──────── AUSZUG
Winfried Fuest: Ja, das ist sicherlich auch nicht wegzudiskutieren. Nur ist natürlich der Begriff Armut ein sehr, ich darf mal das Modewort gebrauchen, komplexer Begriff. Der ist deswegen so schwierig, weil diese Armutsdefinition eine relative Definition ist. Ich darf das mal veranschaulichen an einem Beispiel: Wir haben früher im Institut der Deutschen Wirtschaft mal gerechnet. Wenn Bill Gates mit seinen Millionen nicht in den Stiftungen in den USA geblieben wäre, sondern er wäre herübergekommen nach Deutschland und hätte hier eine ebenso große Stiftung errichtet, wir hätten gleichzeitig dadurch in Deutschland auf einen Schlag über 10.000 Arme mehr gehabt, und das zeigt eigentlich, wie problematisch der relative Armutsbegriff ist. Ich will das nicht wegdiskutieren. Nur ich weiß auch, was man mit Statistiken ausdrücken kann und was man nicht ausdrücken kann, und da muss man natürlich sehr vorsichtig sein.
Tobias Armbrüster: Diese Untersuchung hier sagt jetzt, bei 980 Euro im Monat ist jemand arm. Würden Sie das bestreiten?
Fuest: Ich kann die Zahl nicht bestreiten. Aber ich denke mal, es gibt auch einen Armutsbegriff, der lautet absolute Armut, und ich denke, ich darf ruhig die persönlichere Variante auch mal wählen: wir alle waren mal Studenten und da habe ich BAFÖG bezogen und ich fühlte mich mit 380 D-Mark damals nicht unbedingt arm. Nun ist das nicht mit heute zu vergleichen, aber wenn Sie die Armutsgefährdung sehen und die Armutsschwelle, dann kann ich Ihnen sagen: Wenn man sich die Zahlen mal genauer anschaut, dann ist der Schwellenwert für die Armutsgefährdung dementsprechend vom Jahre 2007 bis zum Jahre 2011 von 10.986 auf 11.757 gestiegen.
────────────────
──────── EINTRÄGE ZUR ÜBUNG
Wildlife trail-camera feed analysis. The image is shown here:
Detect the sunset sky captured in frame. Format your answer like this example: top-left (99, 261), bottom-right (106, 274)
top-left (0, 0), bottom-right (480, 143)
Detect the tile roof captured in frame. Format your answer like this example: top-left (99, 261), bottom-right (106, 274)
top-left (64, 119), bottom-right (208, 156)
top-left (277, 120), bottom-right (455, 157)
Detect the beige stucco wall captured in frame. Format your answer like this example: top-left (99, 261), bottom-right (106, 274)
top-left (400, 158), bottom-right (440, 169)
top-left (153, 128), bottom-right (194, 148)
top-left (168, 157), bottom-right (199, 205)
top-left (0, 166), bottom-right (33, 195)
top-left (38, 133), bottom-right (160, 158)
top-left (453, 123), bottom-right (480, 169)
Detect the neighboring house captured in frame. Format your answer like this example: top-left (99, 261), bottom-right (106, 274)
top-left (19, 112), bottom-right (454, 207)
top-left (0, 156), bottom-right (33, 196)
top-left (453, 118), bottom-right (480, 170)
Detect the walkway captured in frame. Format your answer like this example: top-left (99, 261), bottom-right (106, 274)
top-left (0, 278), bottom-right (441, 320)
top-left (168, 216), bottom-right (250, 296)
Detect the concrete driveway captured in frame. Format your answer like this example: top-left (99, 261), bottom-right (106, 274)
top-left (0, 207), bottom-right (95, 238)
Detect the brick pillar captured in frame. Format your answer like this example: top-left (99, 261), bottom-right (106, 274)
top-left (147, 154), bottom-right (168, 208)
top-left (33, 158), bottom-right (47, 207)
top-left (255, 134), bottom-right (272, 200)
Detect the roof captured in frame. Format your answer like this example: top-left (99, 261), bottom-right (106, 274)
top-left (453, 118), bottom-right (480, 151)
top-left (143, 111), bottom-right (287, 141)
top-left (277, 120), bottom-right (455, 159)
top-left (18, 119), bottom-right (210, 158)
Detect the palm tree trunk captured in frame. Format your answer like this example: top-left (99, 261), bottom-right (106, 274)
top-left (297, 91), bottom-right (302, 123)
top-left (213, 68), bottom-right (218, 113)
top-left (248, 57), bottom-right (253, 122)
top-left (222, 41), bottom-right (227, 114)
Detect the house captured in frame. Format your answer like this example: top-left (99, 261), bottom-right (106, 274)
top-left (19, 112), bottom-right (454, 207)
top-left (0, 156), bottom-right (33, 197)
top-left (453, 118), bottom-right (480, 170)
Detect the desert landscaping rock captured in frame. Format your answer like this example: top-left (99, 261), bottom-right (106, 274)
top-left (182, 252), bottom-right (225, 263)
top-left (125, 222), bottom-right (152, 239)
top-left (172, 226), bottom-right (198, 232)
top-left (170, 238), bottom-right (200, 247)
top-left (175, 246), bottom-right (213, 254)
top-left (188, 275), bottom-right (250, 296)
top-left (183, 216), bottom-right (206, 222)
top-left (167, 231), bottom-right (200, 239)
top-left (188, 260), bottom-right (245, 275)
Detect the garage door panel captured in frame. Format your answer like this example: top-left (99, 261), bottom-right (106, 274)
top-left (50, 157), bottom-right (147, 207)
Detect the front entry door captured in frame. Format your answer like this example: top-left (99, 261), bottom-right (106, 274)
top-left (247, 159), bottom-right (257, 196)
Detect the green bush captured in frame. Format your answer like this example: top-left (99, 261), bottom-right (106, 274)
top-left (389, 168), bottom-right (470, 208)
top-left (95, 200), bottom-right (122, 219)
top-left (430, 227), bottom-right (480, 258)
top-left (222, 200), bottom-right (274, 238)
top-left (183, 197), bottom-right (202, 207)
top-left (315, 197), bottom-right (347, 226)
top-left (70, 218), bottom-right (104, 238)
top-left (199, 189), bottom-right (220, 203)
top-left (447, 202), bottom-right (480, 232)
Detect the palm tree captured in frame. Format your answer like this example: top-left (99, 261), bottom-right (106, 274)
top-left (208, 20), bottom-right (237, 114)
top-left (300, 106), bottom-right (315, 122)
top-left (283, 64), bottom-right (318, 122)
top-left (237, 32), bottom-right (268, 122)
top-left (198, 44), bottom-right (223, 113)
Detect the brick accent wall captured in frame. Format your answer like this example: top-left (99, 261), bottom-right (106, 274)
────────────────
DIE AUFGABEN:
1: Zitiere aus dem Interviewauszug wörtlich den Abschnitt, der mit den Worten „Fuest: Ich kann“ einsetzt und mit „auf 11.757 gestiegen.“ schließt.
2: Extrahiere aus den Einträgen jede Zeile, in der die Zeichenfolge „roof“ vorkommt.

LÖSUNGEN:
1:
Fuest: Ich kann die Zahl nicht bestreiten. Aber ich denke mal, es gibt auch einen Armutsbegriff, der lautet absolute Armut, und ich denke, ich darf ruhig die persönlichere Variante auch mal wählen: wir alle waren mal Studenten und da habe ich BAFÖG bezogen und ich fühlte mich mit 380 D-Mark damals nicht unbedingt arm. Nun ist das nicht mit heute zu vergleichen, aber wenn Sie die Armutsgefährdung sehen und die Armutsschwelle, dann kann ich Ihnen sagen: Wenn man sich die Zahlen mal genauer anschaut, dann ist der Schwellenwert für die Armutsgefährdung dementsprechend vom Jahre 2007 bis zum Jahre 2011 von 10.986 auf 11.757 gestiegen.

2:
Detect the tile roof captured in frame. Format your answer like this example: top-left (99, 261), bottom-right (106, 274)
Detect the roof captured in frame. Format your answer like this example: top-left (99, 261), bottom-right (106, 274)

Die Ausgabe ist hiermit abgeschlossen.